• [BRIEF] Pull out every line of the records below that contains the word "jeans", copying each one in full.

---- EXTRACTED DATA

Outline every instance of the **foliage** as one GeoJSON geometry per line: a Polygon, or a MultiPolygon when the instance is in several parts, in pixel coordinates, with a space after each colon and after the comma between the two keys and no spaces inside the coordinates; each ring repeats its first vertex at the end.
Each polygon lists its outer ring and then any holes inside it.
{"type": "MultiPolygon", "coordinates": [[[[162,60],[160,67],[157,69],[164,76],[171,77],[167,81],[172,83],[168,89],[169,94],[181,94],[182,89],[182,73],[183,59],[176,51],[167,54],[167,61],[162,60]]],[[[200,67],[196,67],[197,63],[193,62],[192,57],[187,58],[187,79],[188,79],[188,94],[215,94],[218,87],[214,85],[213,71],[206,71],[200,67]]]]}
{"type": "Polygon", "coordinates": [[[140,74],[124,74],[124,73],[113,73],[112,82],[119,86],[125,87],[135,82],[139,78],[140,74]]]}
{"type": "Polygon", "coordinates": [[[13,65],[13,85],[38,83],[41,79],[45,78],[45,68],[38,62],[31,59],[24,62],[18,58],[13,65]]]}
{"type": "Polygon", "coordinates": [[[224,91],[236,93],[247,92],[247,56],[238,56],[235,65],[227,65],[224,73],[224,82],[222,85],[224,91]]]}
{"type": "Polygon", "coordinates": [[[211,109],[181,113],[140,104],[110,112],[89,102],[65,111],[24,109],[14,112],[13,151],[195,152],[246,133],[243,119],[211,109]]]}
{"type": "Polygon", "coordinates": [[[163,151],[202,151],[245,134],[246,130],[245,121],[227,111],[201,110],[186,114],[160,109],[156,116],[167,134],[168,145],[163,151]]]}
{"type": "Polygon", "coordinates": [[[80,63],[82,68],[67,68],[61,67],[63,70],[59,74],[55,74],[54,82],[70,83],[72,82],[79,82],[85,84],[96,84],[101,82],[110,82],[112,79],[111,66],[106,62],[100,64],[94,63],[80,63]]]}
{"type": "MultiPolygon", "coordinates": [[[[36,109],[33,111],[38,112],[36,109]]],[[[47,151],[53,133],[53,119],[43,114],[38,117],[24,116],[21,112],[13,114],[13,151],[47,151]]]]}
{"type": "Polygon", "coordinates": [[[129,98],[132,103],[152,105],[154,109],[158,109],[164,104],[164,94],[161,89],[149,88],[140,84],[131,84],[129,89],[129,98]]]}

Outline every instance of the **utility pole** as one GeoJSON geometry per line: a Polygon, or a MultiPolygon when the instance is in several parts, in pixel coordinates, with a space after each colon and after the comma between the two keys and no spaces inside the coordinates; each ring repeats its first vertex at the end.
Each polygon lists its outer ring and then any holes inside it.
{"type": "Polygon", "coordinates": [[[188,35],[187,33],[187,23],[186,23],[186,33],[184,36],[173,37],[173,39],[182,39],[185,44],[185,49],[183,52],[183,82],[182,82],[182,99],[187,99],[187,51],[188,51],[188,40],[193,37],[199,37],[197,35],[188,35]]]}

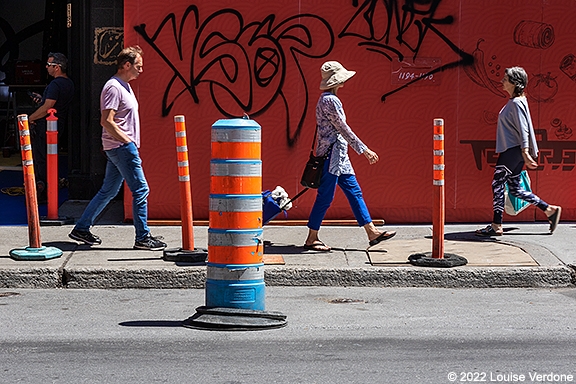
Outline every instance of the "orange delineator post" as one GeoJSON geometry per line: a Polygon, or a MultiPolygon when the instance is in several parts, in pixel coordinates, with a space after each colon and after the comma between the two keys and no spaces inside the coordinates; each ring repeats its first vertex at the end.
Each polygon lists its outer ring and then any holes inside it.
{"type": "Polygon", "coordinates": [[[432,206],[432,258],[444,258],[444,120],[434,119],[434,201],[432,206]]]}
{"type": "Polygon", "coordinates": [[[28,115],[18,115],[18,130],[20,132],[24,190],[26,192],[26,211],[28,212],[28,238],[31,248],[41,248],[40,217],[38,214],[36,177],[34,175],[34,161],[32,160],[32,144],[30,142],[28,115]]]}
{"type": "Polygon", "coordinates": [[[54,116],[56,110],[48,110],[50,116],[46,117],[46,173],[49,220],[58,219],[58,118],[54,116]]]}
{"type": "Polygon", "coordinates": [[[176,152],[178,155],[178,180],[180,181],[180,215],[182,220],[182,249],[194,250],[194,226],[192,221],[192,192],[190,189],[190,166],[186,142],[186,122],[182,115],[174,116],[176,129],[176,152]]]}

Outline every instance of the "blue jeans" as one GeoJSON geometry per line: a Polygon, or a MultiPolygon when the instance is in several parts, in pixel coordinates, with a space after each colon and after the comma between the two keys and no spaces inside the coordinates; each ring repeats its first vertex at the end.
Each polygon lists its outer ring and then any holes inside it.
{"type": "Polygon", "coordinates": [[[136,241],[140,241],[150,233],[150,228],[148,228],[147,224],[147,198],[150,188],[146,182],[146,177],[144,177],[138,148],[136,148],[136,144],[131,142],[105,151],[105,153],[108,162],[102,187],[96,193],[96,196],[92,198],[74,229],[88,231],[110,200],[118,194],[120,187],[122,187],[122,182],[126,180],[126,184],[128,184],[128,188],[132,192],[132,215],[134,217],[136,241]]]}
{"type": "Polygon", "coordinates": [[[336,185],[338,185],[344,192],[344,195],[346,195],[358,225],[362,227],[368,223],[371,223],[372,218],[370,217],[368,207],[366,207],[366,203],[362,197],[362,190],[360,189],[360,185],[356,180],[356,176],[333,175],[328,172],[329,166],[330,160],[327,159],[324,162],[322,179],[320,180],[320,187],[317,190],[318,192],[316,194],[316,201],[314,202],[314,206],[310,212],[310,218],[308,219],[308,228],[315,231],[320,229],[320,225],[322,224],[322,220],[324,220],[326,211],[334,200],[336,185]]]}

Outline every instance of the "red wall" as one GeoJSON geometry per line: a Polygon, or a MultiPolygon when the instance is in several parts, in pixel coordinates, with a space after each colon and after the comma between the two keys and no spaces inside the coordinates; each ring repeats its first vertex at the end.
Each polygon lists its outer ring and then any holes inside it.
{"type": "MultiPolygon", "coordinates": [[[[506,67],[520,65],[540,145],[533,189],[574,220],[575,19],[573,0],[125,0],[125,44],[144,49],[133,87],[149,216],[180,215],[178,114],[186,116],[195,219],[208,217],[210,131],[221,118],[247,113],[262,126],[263,188],[296,194],[315,128],[319,67],[338,60],[357,71],[339,92],[348,123],[380,156],[369,166],[350,149],[373,218],[431,221],[432,125],[441,117],[446,220],[491,220],[496,118],[506,103],[499,81],[506,67]]],[[[307,218],[313,198],[300,198],[289,218],[307,218]]],[[[341,192],[326,218],[353,218],[341,192]]],[[[531,207],[514,219],[545,216],[531,207]]]]}

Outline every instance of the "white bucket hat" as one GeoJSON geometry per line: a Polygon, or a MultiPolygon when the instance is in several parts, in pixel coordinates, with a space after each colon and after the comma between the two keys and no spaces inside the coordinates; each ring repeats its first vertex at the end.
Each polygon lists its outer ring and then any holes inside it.
{"type": "Polygon", "coordinates": [[[346,80],[354,76],[356,71],[348,71],[337,61],[327,61],[320,67],[320,74],[322,75],[320,89],[325,91],[343,84],[346,80]]]}

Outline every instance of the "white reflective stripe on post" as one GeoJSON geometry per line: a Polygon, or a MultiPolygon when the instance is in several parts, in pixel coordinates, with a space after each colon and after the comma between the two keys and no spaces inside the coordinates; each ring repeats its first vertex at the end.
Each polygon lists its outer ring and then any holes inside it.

--------

• [THE REPLY]
Outline every instance of the "blue jeans" as one GeoJSON geometry per line: a Polygon, or a MultiPolygon when the instance is in several parts, in pixel coordinates, with a space after each colon and after the comma between the two keys and no spaces inside the coordinates; each ring repeats its first vertex at the end.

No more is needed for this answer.